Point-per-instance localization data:
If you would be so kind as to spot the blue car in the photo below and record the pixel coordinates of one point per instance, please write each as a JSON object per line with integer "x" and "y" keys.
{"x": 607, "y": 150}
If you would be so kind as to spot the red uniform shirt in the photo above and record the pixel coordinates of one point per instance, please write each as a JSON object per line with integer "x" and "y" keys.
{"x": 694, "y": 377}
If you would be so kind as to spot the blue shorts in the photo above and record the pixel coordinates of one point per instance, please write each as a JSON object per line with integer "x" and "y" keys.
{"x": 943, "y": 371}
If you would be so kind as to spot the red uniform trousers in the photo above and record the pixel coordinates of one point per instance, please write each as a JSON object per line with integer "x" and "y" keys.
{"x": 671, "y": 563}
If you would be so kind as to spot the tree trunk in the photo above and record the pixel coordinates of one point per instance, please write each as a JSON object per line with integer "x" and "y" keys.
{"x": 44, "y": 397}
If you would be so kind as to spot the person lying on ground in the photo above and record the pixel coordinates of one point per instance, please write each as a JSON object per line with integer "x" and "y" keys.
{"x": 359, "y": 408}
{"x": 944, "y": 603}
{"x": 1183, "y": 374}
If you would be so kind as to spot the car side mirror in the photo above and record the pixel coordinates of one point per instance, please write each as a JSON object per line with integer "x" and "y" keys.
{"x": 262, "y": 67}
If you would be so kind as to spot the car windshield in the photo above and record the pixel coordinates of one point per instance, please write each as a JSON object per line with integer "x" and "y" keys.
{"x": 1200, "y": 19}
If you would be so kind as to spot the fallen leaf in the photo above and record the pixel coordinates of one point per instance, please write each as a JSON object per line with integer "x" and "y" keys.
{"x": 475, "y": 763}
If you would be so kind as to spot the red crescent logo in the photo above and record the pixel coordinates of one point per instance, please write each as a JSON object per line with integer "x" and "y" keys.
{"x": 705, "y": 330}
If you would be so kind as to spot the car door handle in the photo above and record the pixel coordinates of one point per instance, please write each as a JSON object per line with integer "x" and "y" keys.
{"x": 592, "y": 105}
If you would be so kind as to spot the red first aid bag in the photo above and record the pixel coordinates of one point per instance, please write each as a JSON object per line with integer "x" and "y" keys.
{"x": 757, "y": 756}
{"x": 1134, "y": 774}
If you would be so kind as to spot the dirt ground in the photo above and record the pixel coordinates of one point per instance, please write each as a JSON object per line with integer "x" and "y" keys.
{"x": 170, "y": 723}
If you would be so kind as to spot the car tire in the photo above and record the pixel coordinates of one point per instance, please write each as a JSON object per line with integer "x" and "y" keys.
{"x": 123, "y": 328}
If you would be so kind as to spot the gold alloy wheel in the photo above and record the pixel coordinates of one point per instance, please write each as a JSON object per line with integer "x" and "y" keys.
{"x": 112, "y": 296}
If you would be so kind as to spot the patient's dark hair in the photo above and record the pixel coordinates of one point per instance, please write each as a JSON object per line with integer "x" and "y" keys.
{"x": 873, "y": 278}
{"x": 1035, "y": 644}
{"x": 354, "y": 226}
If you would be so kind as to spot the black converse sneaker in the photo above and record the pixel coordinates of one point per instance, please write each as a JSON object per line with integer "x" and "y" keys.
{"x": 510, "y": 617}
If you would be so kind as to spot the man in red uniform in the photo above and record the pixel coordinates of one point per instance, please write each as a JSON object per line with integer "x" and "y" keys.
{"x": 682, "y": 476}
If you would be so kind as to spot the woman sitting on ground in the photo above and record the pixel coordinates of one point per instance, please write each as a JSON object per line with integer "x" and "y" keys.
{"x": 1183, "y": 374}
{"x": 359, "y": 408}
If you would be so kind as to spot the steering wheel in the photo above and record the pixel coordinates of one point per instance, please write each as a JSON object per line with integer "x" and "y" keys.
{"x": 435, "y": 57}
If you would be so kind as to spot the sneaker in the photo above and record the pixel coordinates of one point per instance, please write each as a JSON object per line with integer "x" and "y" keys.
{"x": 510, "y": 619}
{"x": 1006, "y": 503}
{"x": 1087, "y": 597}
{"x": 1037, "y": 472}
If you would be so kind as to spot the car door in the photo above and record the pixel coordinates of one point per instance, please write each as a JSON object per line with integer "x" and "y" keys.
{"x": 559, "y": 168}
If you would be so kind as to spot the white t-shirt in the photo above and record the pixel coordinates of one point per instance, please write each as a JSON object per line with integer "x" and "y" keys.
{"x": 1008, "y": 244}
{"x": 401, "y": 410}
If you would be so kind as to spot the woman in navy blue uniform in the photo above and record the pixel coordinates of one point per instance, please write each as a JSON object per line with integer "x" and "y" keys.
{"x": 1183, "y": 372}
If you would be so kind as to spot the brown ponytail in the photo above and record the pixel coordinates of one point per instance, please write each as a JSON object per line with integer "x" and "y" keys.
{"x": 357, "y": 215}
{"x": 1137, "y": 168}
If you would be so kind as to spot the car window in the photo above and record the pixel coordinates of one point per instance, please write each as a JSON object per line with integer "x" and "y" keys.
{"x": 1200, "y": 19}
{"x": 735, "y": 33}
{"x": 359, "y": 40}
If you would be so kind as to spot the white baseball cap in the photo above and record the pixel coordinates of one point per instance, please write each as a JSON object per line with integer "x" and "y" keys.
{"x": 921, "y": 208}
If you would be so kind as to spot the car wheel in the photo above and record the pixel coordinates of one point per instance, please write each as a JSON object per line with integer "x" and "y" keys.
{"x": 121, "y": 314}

## WHAT TO DO
Set down each entry from above once more, exactly as written.

## REPLY
If you would be so kind as to spot the blue car in the photo below and record the pixel coordinates of one point per instance, please write each as a JSON object per line with integer "x" and "y" keys.
{"x": 607, "y": 150}
If you would be so kind as to spot the red uniform shirt in the photo above and record the pixel coordinates of one point per instance, please write each as a JSON object per line with integer "x" and "y" keys.
{"x": 694, "y": 377}
If you would be so kind as to spot the blue shorts in the photo above and record the pixel coordinates of one point per instance, please write each as a JSON object per line with integer "x" and "y" keys.
{"x": 943, "y": 371}
If you would be so kind as to spot the red uniform trousers in the photo above and record the pixel coordinates of one point per instance, please write each as a JSON object per line with integer "x" and "y" keys.
{"x": 671, "y": 563}
If you would be so kind as to spot the tree trunk in the photo above and record the pixel coordinates of one point per instance, please write each as a JSON object per line with integer "x" and "y" keys.
{"x": 44, "y": 397}
If you would be so kind as to spot the person lying on ground in the photo above and record the pixel coordinates of one point per instance, please write each as a JSON object per line with integer "x" and "y" keys.
{"x": 359, "y": 408}
{"x": 944, "y": 603}
{"x": 1183, "y": 374}
If you would be so kind as to spot the car side mirror in the photo above and record the pixel coordinates of one point per instance, please write each as a JSON object per line with integer "x" and "y" keys.
{"x": 262, "y": 67}
If you would be so kind as to spot the car windshield in the photo above and record the pixel coordinates of one point per instance, please write each as a JSON object per line with integer "x" and "y" keys.
{"x": 1200, "y": 19}
If you would be so kind as to spot the fallen leaf in the photo above and record the pixel coordinates of one point per instance, please write each as a JSON object per line with integer "x" and "y" keys.
{"x": 475, "y": 763}
If you would be so kind as to spot the red crescent logo in the photo above and record the pixel coordinates of one point per instance, please write each as a JSON object per line with integer "x" and "y" keys.
{"x": 705, "y": 330}
If you would be so kind as to spot the car door handle in the photo above and record the pixel coordinates of one point per instance, please write each as a JSON object per line with integer "x" and "y" keys.
{"x": 592, "y": 105}
If you would be so kind as to spot the red first aid bag in the photo above and record the pixel coordinates of one point per instance, please write each as a JSON object per line with integer "x" and "y" keys.
{"x": 757, "y": 756}
{"x": 1134, "y": 774}
If you would be so kind as to spot the dirt ground in the photo above and record the pixel coordinates of one point per instance, please write each as a JSON object per line with integer "x" and "y" keys.
{"x": 170, "y": 723}
If you would be so kind as to spot the car tire in the photo above and record the pixel coordinates of one point per instance, please write each as a JSON object per line with integer "x" and "y" keys.
{"x": 123, "y": 328}
If you would be so kind as to spot the gold alloy wheel in the photo above and record the pixel coordinates of one point per instance, please write each as a JSON object per line with integer "x" and "y" keys.
{"x": 112, "y": 296}
If you would be so kind as to spot the patient's dark hair in the photo above and record the pixel coordinates of one point per instance, please write each as a JSON object per line with integer "x" and "y" keys.
{"x": 873, "y": 278}
{"x": 1035, "y": 644}
{"x": 354, "y": 226}
If you would be so kind as to spot the black converse sneaker in the photo above and record the pixel coordinates of one point per instance, please write each as a JSON object per line with integer "x" and "y" keys.
{"x": 510, "y": 617}
If you would be so kind as to spot the man in red uniform in the photo above and record the pixel coordinates of one point per instance, please write each as a JSON object per line with integer "x" and "y" keys.
{"x": 682, "y": 476}
If you would be so kind as to spot the woman sitting on ground in the photo above and record the pixel coordinates of one point per instance, please write each as a JSON object per line with integer "x" and "y" keys.
{"x": 1183, "y": 374}
{"x": 359, "y": 408}
If you would be so kind as to spot the steering wheel in the photo above and record the pixel coordinates of one point per instance, please write each as a JSON object per line with integer "x" and "y" keys.
{"x": 435, "y": 57}
If you would be so kind as to spot the sneaker in the photo above and record the pixel coordinates of one point per instance, please write each as a JSON object per line with integer "x" and "y" keys.
{"x": 510, "y": 619}
{"x": 1006, "y": 503}
{"x": 1087, "y": 597}
{"x": 1037, "y": 472}
If you would be so kind as to spot the car door in the photo above and record the pixel coordinates of one point per instance, please write each as a JSON object per line with integer "x" and "y" keys.
{"x": 559, "y": 168}
If you would be so kind as to spot the white t-shirt in the photo above and record the pixel coordinates of one point per instance, please write each as a JSON object per line with integer "x" and "y" keys.
{"x": 1008, "y": 244}
{"x": 401, "y": 410}
If you would be so kind as to spot the woman in navy blue uniform in the photo above and record the pixel coordinates of one point per instance, please write each as a JSON object per line with integer "x" and "y" keys.
{"x": 1183, "y": 372}
If you would be so kind as to spot the brown ponytail in the photo above and record the pixel coordinates of one point per instance, please write each as a JSON object per line with integer "x" and "y" keys.
{"x": 357, "y": 215}
{"x": 1137, "y": 168}
If you would be so kind as to spot the car window in the photo above and record the pixel coordinates of one point per instance, please write each as a JSON object per line with integer "x" and "y" keys.
{"x": 1200, "y": 19}
{"x": 735, "y": 33}
{"x": 359, "y": 40}
If you would be so kind as to spot the white baseball cap in the photo above and record the pixel coordinates of one point per instance, please write each as a JSON object per line with integer "x" and "y" keys.
{"x": 921, "y": 208}
If you would be so kind as to spot the car wheel in the photo above and record the pixel coordinates of one point per instance, please write each as a JSON object per line with integer "x" and "y" keys.
{"x": 121, "y": 314}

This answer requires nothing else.